> **EXERCISE DESCRIPTION**
Rewrite the listing below, changing "black" to "dark" throughout and leaving everything else as it is. Omit the pictures from your version.

> **SOURCE RECORDS**
* Start *
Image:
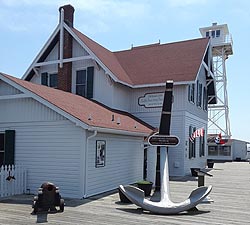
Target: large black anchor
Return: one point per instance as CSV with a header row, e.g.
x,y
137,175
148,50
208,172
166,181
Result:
x,y
165,205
* End *
> **FULL RESPONSE**
Image:
Target: large dark anchor
Return: one point per instance as CSV with a header row, e.g.
x,y
137,175
148,50
208,172
166,181
Result:
x,y
165,205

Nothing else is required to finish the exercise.